-- Source records follows --

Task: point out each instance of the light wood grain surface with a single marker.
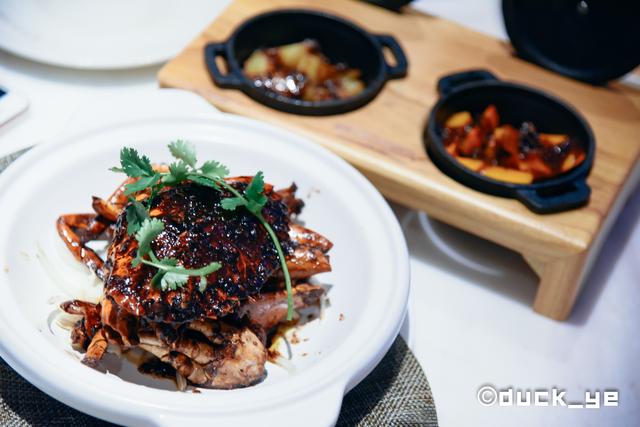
(384, 138)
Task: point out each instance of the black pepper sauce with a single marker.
(487, 147)
(291, 82)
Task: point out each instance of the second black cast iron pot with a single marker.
(473, 91)
(339, 39)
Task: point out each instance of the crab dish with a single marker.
(200, 269)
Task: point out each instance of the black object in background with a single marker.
(590, 40)
(473, 91)
(390, 4)
(340, 40)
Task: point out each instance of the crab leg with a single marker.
(270, 309)
(96, 349)
(77, 229)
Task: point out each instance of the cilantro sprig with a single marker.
(170, 275)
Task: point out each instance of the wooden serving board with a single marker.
(384, 138)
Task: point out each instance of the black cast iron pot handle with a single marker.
(538, 202)
(229, 80)
(400, 69)
(448, 84)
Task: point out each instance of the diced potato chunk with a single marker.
(508, 175)
(257, 64)
(292, 54)
(473, 164)
(458, 120)
(553, 138)
(350, 87)
(569, 162)
(313, 67)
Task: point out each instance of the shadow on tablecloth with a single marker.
(396, 393)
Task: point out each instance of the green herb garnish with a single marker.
(170, 275)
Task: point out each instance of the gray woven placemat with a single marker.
(396, 393)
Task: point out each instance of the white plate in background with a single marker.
(113, 34)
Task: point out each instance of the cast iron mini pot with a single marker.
(339, 39)
(473, 91)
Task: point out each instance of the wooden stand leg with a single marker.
(560, 281)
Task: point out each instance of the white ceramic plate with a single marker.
(95, 34)
(370, 277)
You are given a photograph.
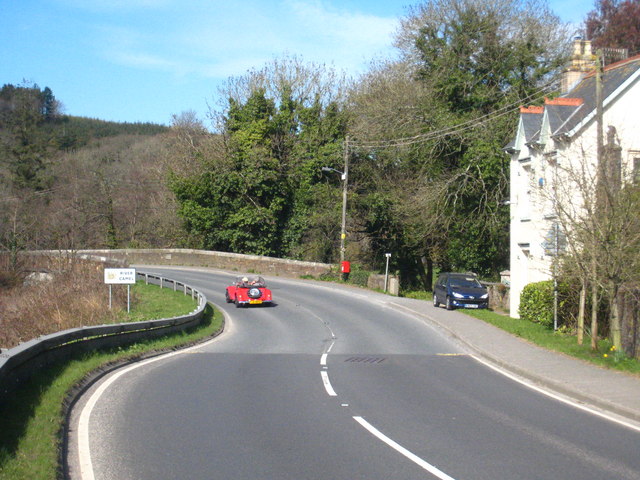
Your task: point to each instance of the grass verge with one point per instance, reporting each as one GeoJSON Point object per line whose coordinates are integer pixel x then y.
{"type": "Point", "coordinates": [605, 356]}
{"type": "Point", "coordinates": [540, 335]}
{"type": "Point", "coordinates": [31, 420]}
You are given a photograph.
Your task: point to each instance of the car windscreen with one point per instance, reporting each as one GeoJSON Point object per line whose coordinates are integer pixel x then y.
{"type": "Point", "coordinates": [464, 282]}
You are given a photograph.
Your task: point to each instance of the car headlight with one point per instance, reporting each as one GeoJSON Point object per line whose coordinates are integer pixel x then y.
{"type": "Point", "coordinates": [254, 292]}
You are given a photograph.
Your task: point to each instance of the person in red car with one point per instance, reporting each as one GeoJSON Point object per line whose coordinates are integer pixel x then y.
{"type": "Point", "coordinates": [248, 290]}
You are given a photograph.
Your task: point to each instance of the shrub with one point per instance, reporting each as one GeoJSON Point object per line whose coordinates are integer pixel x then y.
{"type": "Point", "coordinates": [536, 303]}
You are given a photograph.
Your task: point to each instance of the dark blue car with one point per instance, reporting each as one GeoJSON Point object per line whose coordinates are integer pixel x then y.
{"type": "Point", "coordinates": [461, 290]}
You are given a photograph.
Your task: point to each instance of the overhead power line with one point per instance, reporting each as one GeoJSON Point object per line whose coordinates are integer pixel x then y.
{"type": "Point", "coordinates": [454, 129]}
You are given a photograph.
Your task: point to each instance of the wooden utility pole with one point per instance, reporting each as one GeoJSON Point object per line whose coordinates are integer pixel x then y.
{"type": "Point", "coordinates": [345, 179]}
{"type": "Point", "coordinates": [599, 180]}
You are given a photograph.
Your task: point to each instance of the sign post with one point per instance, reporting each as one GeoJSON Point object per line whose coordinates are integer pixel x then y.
{"type": "Point", "coordinates": [120, 276]}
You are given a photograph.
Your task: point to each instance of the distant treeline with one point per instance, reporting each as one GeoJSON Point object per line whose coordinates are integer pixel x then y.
{"type": "Point", "coordinates": [28, 111]}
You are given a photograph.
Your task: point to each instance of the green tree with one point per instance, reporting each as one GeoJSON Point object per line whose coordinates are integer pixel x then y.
{"type": "Point", "coordinates": [255, 194]}
{"type": "Point", "coordinates": [451, 106]}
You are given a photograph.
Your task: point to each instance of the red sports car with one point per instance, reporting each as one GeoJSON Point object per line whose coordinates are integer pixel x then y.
{"type": "Point", "coordinates": [249, 290]}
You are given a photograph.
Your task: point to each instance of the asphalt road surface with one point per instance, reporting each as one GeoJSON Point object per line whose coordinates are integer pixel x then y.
{"type": "Point", "coordinates": [332, 383]}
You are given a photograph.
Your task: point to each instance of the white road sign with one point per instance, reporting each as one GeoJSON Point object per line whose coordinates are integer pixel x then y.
{"type": "Point", "coordinates": [121, 276]}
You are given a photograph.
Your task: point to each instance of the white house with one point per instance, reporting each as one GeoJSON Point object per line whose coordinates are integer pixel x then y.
{"type": "Point", "coordinates": [557, 140]}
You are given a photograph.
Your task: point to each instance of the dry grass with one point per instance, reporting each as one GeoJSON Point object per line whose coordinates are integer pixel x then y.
{"type": "Point", "coordinates": [75, 296]}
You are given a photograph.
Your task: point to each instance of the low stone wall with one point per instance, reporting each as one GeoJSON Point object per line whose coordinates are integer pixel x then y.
{"type": "Point", "coordinates": [206, 258]}
{"type": "Point", "coordinates": [377, 282]}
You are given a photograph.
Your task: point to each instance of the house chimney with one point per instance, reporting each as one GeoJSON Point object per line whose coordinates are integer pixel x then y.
{"type": "Point", "coordinates": [582, 62]}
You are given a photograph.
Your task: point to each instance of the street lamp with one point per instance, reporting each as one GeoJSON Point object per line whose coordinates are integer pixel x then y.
{"type": "Point", "coordinates": [344, 176]}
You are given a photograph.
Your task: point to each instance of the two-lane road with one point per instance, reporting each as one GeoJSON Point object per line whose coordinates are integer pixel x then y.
{"type": "Point", "coordinates": [333, 383]}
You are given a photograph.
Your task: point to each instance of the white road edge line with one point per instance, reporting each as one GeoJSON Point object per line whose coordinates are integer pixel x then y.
{"type": "Point", "coordinates": [560, 398]}
{"type": "Point", "coordinates": [327, 384]}
{"type": "Point", "coordinates": [84, 452]}
{"type": "Point", "coordinates": [400, 449]}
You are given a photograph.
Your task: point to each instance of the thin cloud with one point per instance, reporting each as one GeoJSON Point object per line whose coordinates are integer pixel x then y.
{"type": "Point", "coordinates": [229, 39]}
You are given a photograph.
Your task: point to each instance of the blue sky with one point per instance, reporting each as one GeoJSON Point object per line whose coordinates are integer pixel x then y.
{"type": "Point", "coordinates": [144, 60]}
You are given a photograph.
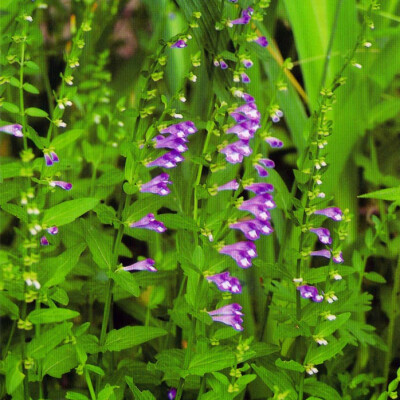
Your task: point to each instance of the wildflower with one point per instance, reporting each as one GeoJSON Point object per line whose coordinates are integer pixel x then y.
{"type": "Point", "coordinates": [157, 185]}
{"type": "Point", "coordinates": [310, 292]}
{"type": "Point", "coordinates": [53, 230]}
{"type": "Point", "coordinates": [180, 44]}
{"type": "Point", "coordinates": [225, 282]}
{"type": "Point", "coordinates": [260, 188]}
{"type": "Point", "coordinates": [50, 157]}
{"type": "Point", "coordinates": [253, 228]}
{"type": "Point", "coordinates": [44, 241]}
{"type": "Point", "coordinates": [231, 185]}
{"type": "Point", "coordinates": [241, 252]}
{"type": "Point", "coordinates": [61, 184]}
{"type": "Point", "coordinates": [324, 236]}
{"type": "Point", "coordinates": [149, 222]}
{"type": "Point", "coordinates": [13, 129]}
{"type": "Point", "coordinates": [171, 394]}
{"type": "Point", "coordinates": [262, 41]}
{"type": "Point", "coordinates": [144, 265]}
{"type": "Point", "coordinates": [274, 142]}
{"type": "Point", "coordinates": [229, 315]}
{"type": "Point", "coordinates": [170, 142]}
{"type": "Point", "coordinates": [168, 160]}
{"type": "Point", "coordinates": [334, 213]}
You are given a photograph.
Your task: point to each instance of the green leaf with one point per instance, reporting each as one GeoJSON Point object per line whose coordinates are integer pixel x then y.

-- Source records concluded --

*Exercise prompt*
Repeat the records verbatim, excluding pictures.

*Response to this task*
Task: point out each instance of the light wood grain surface with a single marker.
(384, 138)
Task: point out each instance of the black pepper sauce with a single marker.
(487, 147)
(291, 82)
Task: point out each instance of the second black cast iron pot with a single marker.
(473, 91)
(339, 39)
Task: point out each instance of the crab dish with a single marker.
(200, 269)
Task: point out each instance of the black object in background with a single marker.
(590, 40)
(473, 91)
(390, 4)
(340, 40)
Task: point out each instance of the crab leg with a single marker.
(270, 309)
(96, 349)
(77, 229)
Task: point out each instance of the cilantro sprig with a single marker.
(170, 275)
Task: point out each instance of the wooden serving board with a single marker.
(384, 138)
Task: point out each instance of the black cast iron pot handle with a single marker.
(538, 202)
(229, 80)
(400, 69)
(448, 84)
Task: point out each instance of the diced potato chunk with a single marker.
(508, 175)
(257, 64)
(292, 54)
(473, 164)
(458, 120)
(553, 138)
(350, 87)
(569, 162)
(313, 67)
Task: point out each instance of the shadow on tablecloth with a single marker.
(396, 393)
Task: point out each instance of the green herb garnish with a single marker.
(170, 275)
Task: point out each instance of the gray woven placemat with a single marker.
(396, 393)
Task: point out each instance of the white plate in background with a single marker.
(113, 34)
Task: point out each instance of the cast iron mini pot with a single marker.
(339, 39)
(473, 91)
Task: point out each instance of the wooden stand leg with a single marker.
(560, 281)
Task: point out each instance of the white ceramic plate with a single marker.
(95, 34)
(370, 277)
You are given a photograph.
Your task: point to each instance of the grass verge with one point per instance, reporting each as one GeoJSON Point object per line whose coordinates are integer pixel x then y.
{"type": "Point", "coordinates": [605, 356]}
{"type": "Point", "coordinates": [540, 335]}
{"type": "Point", "coordinates": [31, 420]}
You are given a photograph.
Your task: point to each instance of the car windscreen with one point per instance, reporting each as one GeoJSON Point object per line whose coordinates are integer pixel x then y.
{"type": "Point", "coordinates": [464, 282]}
You are given a photograph.
Your task: point to each instance of the car headlight with one point per instance, reporting each as one GeoJSON Point object per line whose coordinates are integer pixel x then y.
{"type": "Point", "coordinates": [254, 292]}
You are given a photograph.
Your task: point to each instance of the person in red car with one point per instance, reporting each as one GeoJSON Point object per line whose coordinates are integer pixel x then y.
{"type": "Point", "coordinates": [248, 290]}
You are given a photograph.
Your task: point to each instance of the shrub with one point per instance, reporting each as one GeoJSON Point object per line whose coordinates are integer pixel x then y.
{"type": "Point", "coordinates": [536, 303]}
You are given a photograph.
Your task: point to each instance of the dark blue car with one point per instance, reporting each as one GeoJSON Point object per line whose coordinates are integer pixel x then y.
{"type": "Point", "coordinates": [461, 290]}
You are given a photograph.
Your task: point to each instance of the overhead power line with one point per instance, reporting each as one GeoJSON Point object per line whose coordinates are integer pixel x then y.
{"type": "Point", "coordinates": [454, 129]}
You are given a photograph.
Your task: point to each instance of the wooden utility pole with one point per instance, reporting each as one GeoJSON Point object per line whose coordinates are integer pixel x then y.
{"type": "Point", "coordinates": [345, 179]}
{"type": "Point", "coordinates": [599, 180]}
You are given a photograph.
Your task: point to each instance of the sign post with one point per instance, reporting each as one GeoJSON Point object per line whose coordinates are integer pixel x then y.
{"type": "Point", "coordinates": [120, 276]}
You are given a photograph.
Your task: point to each instance of the distant treeline with one point per instance, reporting each as one GeoJSON Point object per line whose coordinates are integer pixel x then y.
{"type": "Point", "coordinates": [28, 111]}
You are given a photograph.
Your task: point to each instance of the green tree with one point per instance, reporting each as one GeoJSON Point object per line whose coordinates are integer pixel x then y.
{"type": "Point", "coordinates": [255, 194]}
{"type": "Point", "coordinates": [451, 106]}
You are given a photograph.
Your task: point to each instance of the red sports car with one point per instance, reporting each as one GeoJSON Point object per line whose coordinates are integer pixel x then y.
{"type": "Point", "coordinates": [249, 290]}
You are given a photograph.
Your task: point to each instance of the asphalt road surface with one point per instance, reporting each as one GeoJSON Point object per line whose coordinates are integer pixel x then y.
{"type": "Point", "coordinates": [332, 383]}
You are given a photograph.
Your task: point to each instance of the white road sign with one point per instance, reporting each as one GeoJSON Point object per line whose coordinates are integer pixel x then y.
{"type": "Point", "coordinates": [121, 276]}
You are given a photograph.
Your task: point to each instance of the white house with one point per instance, reporting each as one GeoJSON Point object per line whose coordinates are integer pixel x then y.
{"type": "Point", "coordinates": [557, 140]}
You are given a photograph.
Your task: point to each instance of the dry grass with one point per instance, reporting each as one GeoJSON Point object per line whose coordinates are integer pixel x then y.
{"type": "Point", "coordinates": [75, 296]}
You are given a photograph.
Your task: point to each instance of the low stone wall with one point per instance, reporting each as one GeoJSON Point object per line whose coordinates are integer pixel x then y.
{"type": "Point", "coordinates": [206, 258]}
{"type": "Point", "coordinates": [377, 282]}
You are given a photograph.
Your task: point to each instance of the house chimney with one point per instance, reporting each as one GeoJSON Point object per line whose coordinates are integer pixel x then y.
{"type": "Point", "coordinates": [582, 62]}
You are given a photograph.
Your task: point to each instance of the street lamp with one point per instance, reporting each as one GeoJSON Point object per line whose coordinates are integer pixel x then y.
{"type": "Point", "coordinates": [344, 176]}
You are given a photograph.
Your task: point to each instance of the two-lane road with one point per instance, reporting each as one GeoJSON Point object per line whose coordinates are integer pixel x then y.
{"type": "Point", "coordinates": [333, 383]}
You are given a photograph.
Your task: point to each instance of the white road edge line with one point per instance, reporting each as one GeoJSON Point object per line whose coordinates are integer pixel x then y.
{"type": "Point", "coordinates": [560, 398]}
{"type": "Point", "coordinates": [327, 384]}
{"type": "Point", "coordinates": [84, 452]}
{"type": "Point", "coordinates": [400, 449]}
You are given a photograph.
Your task: point to each instance of the thin cloud with one point per instance, reporting each as one GeoJSON Point object per line whose coordinates are integer pixel x then y.
{"type": "Point", "coordinates": [229, 39]}
You are given a photograph.
Your task: point to each instance of the blue sky with one point per instance, reporting each as one GeoJSON Point object per line whose coordinates are integer pixel x then y.
{"type": "Point", "coordinates": [144, 60]}
You are given a photograph.
Your task: point to each instance of the wildflower with one point per instance, reporting each as one GeoJSON Point object per line whose coordinates are integer pixel x then y.
{"type": "Point", "coordinates": [157, 185]}
{"type": "Point", "coordinates": [310, 292]}
{"type": "Point", "coordinates": [53, 230]}
{"type": "Point", "coordinates": [180, 44]}
{"type": "Point", "coordinates": [225, 282]}
{"type": "Point", "coordinates": [260, 188]}
{"type": "Point", "coordinates": [50, 157]}
{"type": "Point", "coordinates": [253, 228]}
{"type": "Point", "coordinates": [44, 241]}
{"type": "Point", "coordinates": [231, 185]}
{"type": "Point", "coordinates": [241, 252]}
{"type": "Point", "coordinates": [61, 184]}
{"type": "Point", "coordinates": [324, 236]}
{"type": "Point", "coordinates": [149, 222]}
{"type": "Point", "coordinates": [13, 129]}
{"type": "Point", "coordinates": [171, 394]}
{"type": "Point", "coordinates": [262, 41]}
{"type": "Point", "coordinates": [144, 265]}
{"type": "Point", "coordinates": [274, 142]}
{"type": "Point", "coordinates": [229, 315]}
{"type": "Point", "coordinates": [170, 142]}
{"type": "Point", "coordinates": [168, 160]}
{"type": "Point", "coordinates": [334, 213]}
You are given a photograph.
Your task: point to each instance of the green leaf with one point per instance, reporting each as one GeoJSON Point object per line whose coordinates are integer pixel x then y.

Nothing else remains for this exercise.